WHAT NEEDS TO BE DONE:
Read the data and repeat it in full, exactly.
====
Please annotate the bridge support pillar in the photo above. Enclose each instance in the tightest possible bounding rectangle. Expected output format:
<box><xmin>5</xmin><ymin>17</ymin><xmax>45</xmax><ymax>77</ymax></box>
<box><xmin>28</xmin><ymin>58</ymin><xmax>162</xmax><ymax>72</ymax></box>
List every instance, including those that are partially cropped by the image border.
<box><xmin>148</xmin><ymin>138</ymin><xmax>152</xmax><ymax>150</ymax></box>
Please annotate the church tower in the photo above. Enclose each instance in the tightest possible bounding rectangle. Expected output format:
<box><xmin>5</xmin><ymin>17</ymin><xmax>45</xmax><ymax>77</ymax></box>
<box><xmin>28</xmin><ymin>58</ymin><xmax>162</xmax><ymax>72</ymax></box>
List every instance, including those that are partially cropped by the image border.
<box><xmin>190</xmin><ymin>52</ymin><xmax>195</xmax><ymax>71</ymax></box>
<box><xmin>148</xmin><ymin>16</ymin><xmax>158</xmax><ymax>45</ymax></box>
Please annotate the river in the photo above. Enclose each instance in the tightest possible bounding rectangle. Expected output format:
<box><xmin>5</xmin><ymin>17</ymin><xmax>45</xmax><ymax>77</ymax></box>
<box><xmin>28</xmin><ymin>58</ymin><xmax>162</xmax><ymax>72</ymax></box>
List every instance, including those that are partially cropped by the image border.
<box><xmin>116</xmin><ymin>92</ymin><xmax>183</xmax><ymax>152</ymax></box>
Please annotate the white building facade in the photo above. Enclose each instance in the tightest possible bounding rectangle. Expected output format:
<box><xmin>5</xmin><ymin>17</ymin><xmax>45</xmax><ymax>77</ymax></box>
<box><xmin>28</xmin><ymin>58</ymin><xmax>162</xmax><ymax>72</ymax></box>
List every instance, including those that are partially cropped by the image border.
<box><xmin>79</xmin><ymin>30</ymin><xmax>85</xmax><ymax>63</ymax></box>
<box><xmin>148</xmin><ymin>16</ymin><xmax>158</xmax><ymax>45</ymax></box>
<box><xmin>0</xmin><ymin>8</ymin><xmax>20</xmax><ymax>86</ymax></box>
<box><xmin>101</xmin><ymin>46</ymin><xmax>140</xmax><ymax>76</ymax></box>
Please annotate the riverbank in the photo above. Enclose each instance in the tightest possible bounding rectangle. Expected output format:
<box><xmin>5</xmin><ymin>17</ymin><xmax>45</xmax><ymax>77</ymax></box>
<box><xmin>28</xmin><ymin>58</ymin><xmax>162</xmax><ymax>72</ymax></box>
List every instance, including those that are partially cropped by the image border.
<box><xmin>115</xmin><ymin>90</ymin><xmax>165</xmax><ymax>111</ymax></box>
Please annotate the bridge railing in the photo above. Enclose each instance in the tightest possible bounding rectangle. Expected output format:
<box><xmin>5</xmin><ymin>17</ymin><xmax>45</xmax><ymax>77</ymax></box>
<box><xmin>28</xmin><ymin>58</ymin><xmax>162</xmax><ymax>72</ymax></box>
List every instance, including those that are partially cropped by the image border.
====
SOLUTION TO THIS EXERCISE:
Please annotate the bridge support pillar in the photo above. Enclose each instance in the tightest possible bounding rectangle. Expected output format:
<box><xmin>5</xmin><ymin>17</ymin><xmax>45</xmax><ymax>77</ymax></box>
<box><xmin>28</xmin><ymin>58</ymin><xmax>162</xmax><ymax>72</ymax></box>
List every instance, including those that are partially cropped by the image border.
<box><xmin>148</xmin><ymin>138</ymin><xmax>152</xmax><ymax>150</ymax></box>
Please annotate the church tower in the photo above. Enclose each instance in the tightest possible bounding rectangle. Expected output format:
<box><xmin>5</xmin><ymin>17</ymin><xmax>45</xmax><ymax>77</ymax></box>
<box><xmin>28</xmin><ymin>58</ymin><xmax>162</xmax><ymax>72</ymax></box>
List every instance, including those that are partially cropped by the image border.
<box><xmin>190</xmin><ymin>52</ymin><xmax>195</xmax><ymax>71</ymax></box>
<box><xmin>148</xmin><ymin>16</ymin><xmax>158</xmax><ymax>45</ymax></box>
Please annotate the river in the photo above. Enclose each instance in the tightest possible bounding rectangle. Expected output format:
<box><xmin>5</xmin><ymin>17</ymin><xmax>45</xmax><ymax>77</ymax></box>
<box><xmin>28</xmin><ymin>58</ymin><xmax>162</xmax><ymax>72</ymax></box>
List every instance, including those that are partially cropped by the image border.
<box><xmin>116</xmin><ymin>92</ymin><xmax>183</xmax><ymax>152</ymax></box>
Please annotate the white building facade in the photo above. Enclose each instance in the tightest possible bounding rectangle. Expected output format:
<box><xmin>5</xmin><ymin>17</ymin><xmax>45</xmax><ymax>77</ymax></box>
<box><xmin>28</xmin><ymin>58</ymin><xmax>162</xmax><ymax>72</ymax></box>
List every instance, including those that are partially cropped by the image border.
<box><xmin>79</xmin><ymin>30</ymin><xmax>85</xmax><ymax>63</ymax></box>
<box><xmin>148</xmin><ymin>16</ymin><xmax>158</xmax><ymax>45</ymax></box>
<box><xmin>0</xmin><ymin>8</ymin><xmax>20</xmax><ymax>86</ymax></box>
<box><xmin>101</xmin><ymin>46</ymin><xmax>140</xmax><ymax>76</ymax></box>
Please annotate the riverbank in the photo above. Enclose each instance in the tightest possible bounding rectangle. Expected output format:
<box><xmin>5</xmin><ymin>17</ymin><xmax>45</xmax><ymax>77</ymax></box>
<box><xmin>28</xmin><ymin>58</ymin><xmax>162</xmax><ymax>72</ymax></box>
List every instance, including those that are partially cropped by the image border.
<box><xmin>115</xmin><ymin>90</ymin><xmax>165</xmax><ymax>111</ymax></box>
Please annotate the bridge railing in the photo above. Enclose each instance in the tightest possible bounding rectangle. Expected output format:
<box><xmin>5</xmin><ymin>17</ymin><xmax>45</xmax><ymax>77</ymax></box>
<box><xmin>28</xmin><ymin>58</ymin><xmax>162</xmax><ymax>72</ymax></box>
List every instance, including those that are partially cropped by the image border.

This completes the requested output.